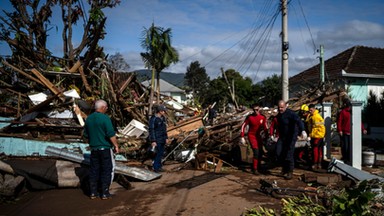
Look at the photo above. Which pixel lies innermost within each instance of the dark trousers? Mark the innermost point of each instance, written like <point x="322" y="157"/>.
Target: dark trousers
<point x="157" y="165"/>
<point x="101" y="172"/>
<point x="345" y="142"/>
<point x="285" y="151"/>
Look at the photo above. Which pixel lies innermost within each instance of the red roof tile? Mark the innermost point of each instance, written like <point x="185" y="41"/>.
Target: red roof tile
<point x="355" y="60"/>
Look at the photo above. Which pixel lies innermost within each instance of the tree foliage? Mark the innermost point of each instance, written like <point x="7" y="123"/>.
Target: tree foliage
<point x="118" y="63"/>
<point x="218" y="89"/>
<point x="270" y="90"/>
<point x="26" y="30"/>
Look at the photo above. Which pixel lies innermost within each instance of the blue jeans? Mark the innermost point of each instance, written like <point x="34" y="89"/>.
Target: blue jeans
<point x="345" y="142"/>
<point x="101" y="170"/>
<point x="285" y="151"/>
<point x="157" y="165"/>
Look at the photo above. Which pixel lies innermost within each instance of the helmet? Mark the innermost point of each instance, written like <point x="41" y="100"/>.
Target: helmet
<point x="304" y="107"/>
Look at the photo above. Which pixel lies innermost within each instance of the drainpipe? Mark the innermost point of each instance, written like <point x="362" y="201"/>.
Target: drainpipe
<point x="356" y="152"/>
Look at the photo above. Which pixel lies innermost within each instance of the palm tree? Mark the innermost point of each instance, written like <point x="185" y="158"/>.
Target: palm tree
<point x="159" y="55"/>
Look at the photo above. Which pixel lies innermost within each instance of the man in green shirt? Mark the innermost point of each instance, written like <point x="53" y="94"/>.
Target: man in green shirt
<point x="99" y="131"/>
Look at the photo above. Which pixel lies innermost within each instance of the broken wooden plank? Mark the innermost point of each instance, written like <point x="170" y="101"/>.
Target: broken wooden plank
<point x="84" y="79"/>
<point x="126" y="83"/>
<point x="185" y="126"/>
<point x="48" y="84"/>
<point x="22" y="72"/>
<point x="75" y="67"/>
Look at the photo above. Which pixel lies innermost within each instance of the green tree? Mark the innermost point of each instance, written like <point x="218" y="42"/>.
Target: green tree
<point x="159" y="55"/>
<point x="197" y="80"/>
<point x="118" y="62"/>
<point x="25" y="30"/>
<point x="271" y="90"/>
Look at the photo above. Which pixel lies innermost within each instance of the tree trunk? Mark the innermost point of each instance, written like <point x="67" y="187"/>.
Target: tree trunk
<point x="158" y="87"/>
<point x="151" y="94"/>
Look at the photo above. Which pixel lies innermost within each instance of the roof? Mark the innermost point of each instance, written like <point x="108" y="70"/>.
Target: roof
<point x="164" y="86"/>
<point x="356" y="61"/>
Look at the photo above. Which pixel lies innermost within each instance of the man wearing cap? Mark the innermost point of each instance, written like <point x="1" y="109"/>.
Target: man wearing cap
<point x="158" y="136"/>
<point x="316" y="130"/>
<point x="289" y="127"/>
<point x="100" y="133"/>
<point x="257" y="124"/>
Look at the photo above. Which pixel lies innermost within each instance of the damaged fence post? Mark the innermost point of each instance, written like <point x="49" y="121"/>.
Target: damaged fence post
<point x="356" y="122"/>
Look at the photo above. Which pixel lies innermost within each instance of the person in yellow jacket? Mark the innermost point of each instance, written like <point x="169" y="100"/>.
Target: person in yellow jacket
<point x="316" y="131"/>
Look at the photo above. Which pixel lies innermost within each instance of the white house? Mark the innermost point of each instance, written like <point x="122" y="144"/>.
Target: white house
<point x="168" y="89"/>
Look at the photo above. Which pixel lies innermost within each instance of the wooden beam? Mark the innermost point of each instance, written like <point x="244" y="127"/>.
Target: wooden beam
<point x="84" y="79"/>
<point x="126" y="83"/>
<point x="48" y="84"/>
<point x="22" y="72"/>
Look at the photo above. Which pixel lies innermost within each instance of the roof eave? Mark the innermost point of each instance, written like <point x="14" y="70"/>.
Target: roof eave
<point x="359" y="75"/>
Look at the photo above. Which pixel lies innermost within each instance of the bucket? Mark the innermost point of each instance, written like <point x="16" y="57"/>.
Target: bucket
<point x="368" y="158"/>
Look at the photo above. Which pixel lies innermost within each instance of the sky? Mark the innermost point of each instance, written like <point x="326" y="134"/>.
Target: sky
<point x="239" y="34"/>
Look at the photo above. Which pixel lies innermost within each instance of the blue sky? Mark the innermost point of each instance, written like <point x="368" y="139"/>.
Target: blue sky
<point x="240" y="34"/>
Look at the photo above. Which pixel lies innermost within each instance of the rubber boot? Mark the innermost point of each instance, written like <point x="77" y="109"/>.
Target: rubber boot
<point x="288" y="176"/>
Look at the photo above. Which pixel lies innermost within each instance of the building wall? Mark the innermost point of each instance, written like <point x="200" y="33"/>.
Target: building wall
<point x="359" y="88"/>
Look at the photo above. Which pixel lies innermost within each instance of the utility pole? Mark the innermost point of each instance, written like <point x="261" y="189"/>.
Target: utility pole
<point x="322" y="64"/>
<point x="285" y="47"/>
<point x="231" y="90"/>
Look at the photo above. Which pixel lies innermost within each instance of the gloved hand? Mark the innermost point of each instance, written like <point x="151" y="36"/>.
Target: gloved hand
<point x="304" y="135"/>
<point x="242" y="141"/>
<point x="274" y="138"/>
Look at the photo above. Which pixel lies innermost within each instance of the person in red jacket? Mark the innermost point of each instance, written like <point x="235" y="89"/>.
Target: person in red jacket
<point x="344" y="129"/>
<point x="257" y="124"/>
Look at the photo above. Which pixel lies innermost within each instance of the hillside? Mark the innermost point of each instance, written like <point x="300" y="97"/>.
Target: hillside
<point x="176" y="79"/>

§

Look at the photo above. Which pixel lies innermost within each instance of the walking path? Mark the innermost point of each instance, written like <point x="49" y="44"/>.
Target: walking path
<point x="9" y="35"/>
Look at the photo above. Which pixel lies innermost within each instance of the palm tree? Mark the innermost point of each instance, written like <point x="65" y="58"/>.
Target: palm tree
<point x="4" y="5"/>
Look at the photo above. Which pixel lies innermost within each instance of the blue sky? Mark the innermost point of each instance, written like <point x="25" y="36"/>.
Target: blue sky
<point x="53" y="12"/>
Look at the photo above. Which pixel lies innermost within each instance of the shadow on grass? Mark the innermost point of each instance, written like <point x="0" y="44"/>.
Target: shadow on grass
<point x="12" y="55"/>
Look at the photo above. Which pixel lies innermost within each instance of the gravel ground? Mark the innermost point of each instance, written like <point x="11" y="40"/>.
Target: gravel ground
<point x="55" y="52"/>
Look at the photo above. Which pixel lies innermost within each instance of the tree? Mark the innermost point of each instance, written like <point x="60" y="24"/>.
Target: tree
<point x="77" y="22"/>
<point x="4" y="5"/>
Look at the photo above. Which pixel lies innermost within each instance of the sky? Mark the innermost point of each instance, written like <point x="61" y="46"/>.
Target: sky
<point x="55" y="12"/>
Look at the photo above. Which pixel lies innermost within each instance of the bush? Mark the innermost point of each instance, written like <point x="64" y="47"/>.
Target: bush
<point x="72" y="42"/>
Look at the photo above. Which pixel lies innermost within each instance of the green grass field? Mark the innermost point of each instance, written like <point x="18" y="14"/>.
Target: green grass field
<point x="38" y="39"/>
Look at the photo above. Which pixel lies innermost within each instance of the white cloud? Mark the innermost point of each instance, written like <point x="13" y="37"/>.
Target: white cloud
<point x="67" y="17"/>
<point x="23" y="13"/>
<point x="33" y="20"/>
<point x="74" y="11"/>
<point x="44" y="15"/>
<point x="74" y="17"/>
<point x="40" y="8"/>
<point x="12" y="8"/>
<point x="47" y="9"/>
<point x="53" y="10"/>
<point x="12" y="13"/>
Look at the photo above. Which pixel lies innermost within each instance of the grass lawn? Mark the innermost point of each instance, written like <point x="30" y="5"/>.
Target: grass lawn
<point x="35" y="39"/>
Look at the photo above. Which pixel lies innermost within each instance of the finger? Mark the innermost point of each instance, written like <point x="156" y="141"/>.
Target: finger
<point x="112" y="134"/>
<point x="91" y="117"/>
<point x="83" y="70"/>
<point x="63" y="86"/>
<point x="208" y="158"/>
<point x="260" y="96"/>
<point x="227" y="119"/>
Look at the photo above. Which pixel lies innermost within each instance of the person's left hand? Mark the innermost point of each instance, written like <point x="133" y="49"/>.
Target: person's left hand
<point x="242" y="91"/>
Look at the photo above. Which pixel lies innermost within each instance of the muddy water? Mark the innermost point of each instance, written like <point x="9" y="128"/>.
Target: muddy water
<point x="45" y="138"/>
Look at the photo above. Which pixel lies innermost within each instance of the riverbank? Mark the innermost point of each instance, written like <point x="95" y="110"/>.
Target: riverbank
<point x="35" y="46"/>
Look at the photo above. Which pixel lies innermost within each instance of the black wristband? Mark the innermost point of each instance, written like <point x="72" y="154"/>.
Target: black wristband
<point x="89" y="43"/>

§

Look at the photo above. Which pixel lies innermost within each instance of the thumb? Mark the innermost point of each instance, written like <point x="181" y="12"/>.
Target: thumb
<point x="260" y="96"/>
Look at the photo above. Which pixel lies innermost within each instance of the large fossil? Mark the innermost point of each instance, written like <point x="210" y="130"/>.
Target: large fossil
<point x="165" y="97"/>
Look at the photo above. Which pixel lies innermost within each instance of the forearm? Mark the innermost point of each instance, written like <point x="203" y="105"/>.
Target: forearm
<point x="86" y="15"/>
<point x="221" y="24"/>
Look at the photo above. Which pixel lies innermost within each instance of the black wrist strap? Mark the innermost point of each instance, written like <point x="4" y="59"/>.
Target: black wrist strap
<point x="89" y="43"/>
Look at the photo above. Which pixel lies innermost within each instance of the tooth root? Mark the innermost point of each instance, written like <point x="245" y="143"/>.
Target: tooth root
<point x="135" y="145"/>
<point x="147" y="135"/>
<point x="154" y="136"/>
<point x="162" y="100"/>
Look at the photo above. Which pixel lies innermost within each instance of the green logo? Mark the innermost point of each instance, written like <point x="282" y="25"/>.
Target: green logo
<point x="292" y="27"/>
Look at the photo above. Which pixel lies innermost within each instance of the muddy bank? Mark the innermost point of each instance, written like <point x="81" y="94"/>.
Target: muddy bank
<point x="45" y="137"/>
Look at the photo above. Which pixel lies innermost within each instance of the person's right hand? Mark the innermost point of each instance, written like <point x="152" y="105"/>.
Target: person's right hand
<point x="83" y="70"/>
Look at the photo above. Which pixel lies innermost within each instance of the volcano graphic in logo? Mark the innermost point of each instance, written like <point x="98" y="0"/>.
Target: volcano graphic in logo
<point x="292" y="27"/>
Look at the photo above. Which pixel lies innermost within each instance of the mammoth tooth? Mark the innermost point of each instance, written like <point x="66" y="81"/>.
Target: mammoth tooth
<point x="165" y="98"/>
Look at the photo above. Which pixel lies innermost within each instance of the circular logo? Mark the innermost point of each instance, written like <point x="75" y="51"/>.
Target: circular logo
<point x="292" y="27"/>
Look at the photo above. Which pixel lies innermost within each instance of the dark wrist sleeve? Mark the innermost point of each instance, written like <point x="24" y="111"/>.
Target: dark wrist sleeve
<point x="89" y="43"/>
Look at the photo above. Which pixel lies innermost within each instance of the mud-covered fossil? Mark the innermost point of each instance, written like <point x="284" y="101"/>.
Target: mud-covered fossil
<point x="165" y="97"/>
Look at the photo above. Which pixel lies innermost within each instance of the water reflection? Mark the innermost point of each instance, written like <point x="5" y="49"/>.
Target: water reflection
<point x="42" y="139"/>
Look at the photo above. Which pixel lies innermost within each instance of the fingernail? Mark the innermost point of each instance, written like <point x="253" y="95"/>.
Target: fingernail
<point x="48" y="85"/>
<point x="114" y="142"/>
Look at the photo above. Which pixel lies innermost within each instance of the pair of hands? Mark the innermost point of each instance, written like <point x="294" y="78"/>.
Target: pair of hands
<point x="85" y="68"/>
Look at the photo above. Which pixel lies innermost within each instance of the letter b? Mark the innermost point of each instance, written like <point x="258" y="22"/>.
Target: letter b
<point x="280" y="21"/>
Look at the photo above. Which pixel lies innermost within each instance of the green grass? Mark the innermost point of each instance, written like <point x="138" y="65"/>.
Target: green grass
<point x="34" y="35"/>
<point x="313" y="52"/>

§

## Exercise prompt
Above are records; repeat only the lines starting at the line with "the green logo?" and ending at the line with "of the volcano", exactly as they appear, both included.

## Response for this exercise
Look at the photo above. Which pixel lies innermost within each instance of the green logo? Mark the innermost point of each instance, written like <point x="282" y="25"/>.
Target: green logo
<point x="292" y="27"/>
Look at the photo above. Which pixel lies innermost within each instance of the muddy bank? Mark the innermost point of each instance, written like <point x="81" y="94"/>.
Target: muddy bank
<point x="45" y="137"/>
Look at the photo above. Which pixel lies innermost within each instance of the person's right hand? Mark the innermost point of each instance, written like <point x="152" y="105"/>.
Target: person's right hand
<point x="83" y="70"/>
Look at the photo above. Which pixel lies innermost within each instance of the volcano graphic in logo? Mark the innermost point of each instance, written like <point x="98" y="0"/>.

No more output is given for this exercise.